#### PAGE TEXT:
"""

# I am ready



## Manny (Mar 12, 2010)

This march 26 I will do my orange belt test, I am ready, I think the time it took me to learn and comprenhend the techs+kata+kick set+etc was a good one, I don't like to rush but to take my time to be prepared.

Manny


----------



## wushuguy (Mar 12, 2010)

hope you perform your best during testing!


----------



## terryl965 (Mar 12, 2010)

Best of luck Manny.....


----------



## searcher (Mar 12, 2010)

Good luck!!     You have been in this position before in other styles, so you will do fine.


----------



## Touch Of Death (Mar 13, 2010)

Manny said:


> This march 26 I will do my orange belt test, I am ready, I think the time it took me to learn and comprenhend the techs+kata+kick set+etc was a good one, I don't like to rush but to take my time to be prepared.
> 
> Manny


Awesome!


----------



## MJS (Mar 13, 2010)

Manny said:


> This march 26 I will do my orange belt test, I am ready, I think the time it took me to learn and comprenhend the techs+kata+kick set+etc was a good one, I don't like to rush but to take my time to be prepared.

"""

#### PROMPT:
Quote the forum thread from "## Manny (Mar" to "wushuguy (Mar 12, 2010)". The rows that follow were taken from a separate source.

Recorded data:
"""

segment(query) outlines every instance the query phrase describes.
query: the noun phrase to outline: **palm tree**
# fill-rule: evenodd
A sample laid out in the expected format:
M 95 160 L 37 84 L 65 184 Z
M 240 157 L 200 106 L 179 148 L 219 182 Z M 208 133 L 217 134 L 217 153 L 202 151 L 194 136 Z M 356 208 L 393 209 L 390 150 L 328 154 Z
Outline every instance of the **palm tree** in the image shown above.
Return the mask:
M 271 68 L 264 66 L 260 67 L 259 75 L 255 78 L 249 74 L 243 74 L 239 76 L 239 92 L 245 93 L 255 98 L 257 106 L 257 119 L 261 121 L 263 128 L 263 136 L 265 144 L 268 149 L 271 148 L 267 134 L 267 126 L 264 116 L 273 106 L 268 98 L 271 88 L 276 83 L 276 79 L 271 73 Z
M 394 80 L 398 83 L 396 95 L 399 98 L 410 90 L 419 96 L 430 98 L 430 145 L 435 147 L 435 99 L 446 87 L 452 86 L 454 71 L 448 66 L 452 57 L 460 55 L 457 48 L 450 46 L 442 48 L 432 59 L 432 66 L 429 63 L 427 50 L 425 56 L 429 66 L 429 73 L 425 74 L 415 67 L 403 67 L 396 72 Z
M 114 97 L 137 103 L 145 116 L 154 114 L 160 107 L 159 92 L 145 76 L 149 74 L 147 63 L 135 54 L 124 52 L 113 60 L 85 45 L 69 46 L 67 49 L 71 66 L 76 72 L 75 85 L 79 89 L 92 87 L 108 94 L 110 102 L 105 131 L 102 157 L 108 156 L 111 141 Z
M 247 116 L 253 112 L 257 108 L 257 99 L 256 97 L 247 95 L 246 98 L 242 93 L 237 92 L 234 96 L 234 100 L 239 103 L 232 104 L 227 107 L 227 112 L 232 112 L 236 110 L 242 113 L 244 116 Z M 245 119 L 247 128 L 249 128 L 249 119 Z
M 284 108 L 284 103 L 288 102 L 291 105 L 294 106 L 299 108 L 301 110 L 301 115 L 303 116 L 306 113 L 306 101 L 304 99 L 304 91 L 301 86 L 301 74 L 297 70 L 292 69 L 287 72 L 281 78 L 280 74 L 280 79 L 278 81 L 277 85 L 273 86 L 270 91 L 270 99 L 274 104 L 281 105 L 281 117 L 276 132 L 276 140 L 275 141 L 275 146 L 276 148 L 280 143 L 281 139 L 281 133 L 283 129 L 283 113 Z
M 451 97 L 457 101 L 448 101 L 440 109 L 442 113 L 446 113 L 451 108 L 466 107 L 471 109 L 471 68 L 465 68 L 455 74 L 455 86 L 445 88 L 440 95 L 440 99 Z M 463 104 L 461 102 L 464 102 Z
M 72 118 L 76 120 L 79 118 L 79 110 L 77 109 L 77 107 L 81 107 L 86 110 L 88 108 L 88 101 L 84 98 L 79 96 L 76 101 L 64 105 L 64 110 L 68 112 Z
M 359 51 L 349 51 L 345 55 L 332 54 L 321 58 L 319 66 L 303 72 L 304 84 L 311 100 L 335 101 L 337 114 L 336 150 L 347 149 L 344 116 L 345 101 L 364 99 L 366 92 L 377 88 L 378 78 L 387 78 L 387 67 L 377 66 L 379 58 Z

"""
"""

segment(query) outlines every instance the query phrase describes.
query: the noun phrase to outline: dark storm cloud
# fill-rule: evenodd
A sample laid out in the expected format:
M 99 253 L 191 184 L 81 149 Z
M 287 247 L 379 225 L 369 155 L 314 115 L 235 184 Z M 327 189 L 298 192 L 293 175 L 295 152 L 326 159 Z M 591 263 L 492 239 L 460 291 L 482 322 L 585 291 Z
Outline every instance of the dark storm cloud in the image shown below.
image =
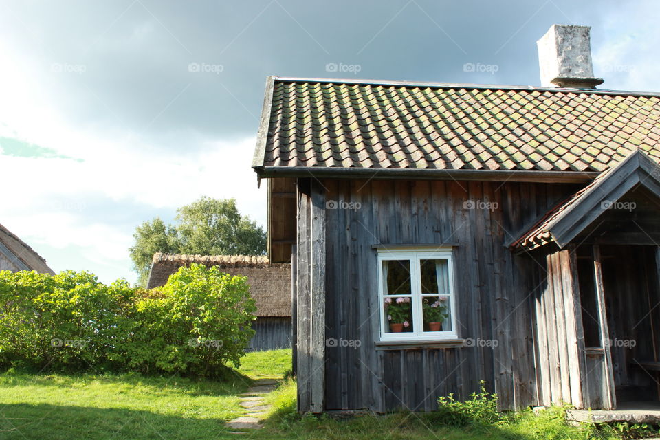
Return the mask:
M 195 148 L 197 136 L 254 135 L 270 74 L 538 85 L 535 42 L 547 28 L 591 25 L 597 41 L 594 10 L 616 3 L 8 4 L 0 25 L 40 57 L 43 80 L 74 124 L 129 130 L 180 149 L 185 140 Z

"""

#### EXPECTED OUTPUT:
## Manny (Mar 12, 2010)

This march 26 I will do my orange belt test, I am ready, I think the time it took me to learn and comprenhend the techs+kata+kick set+etc was a good one, I don't like to rush but to take my time to be prepared.

Manny


----------



## wushuguy (Mar 12, 2010)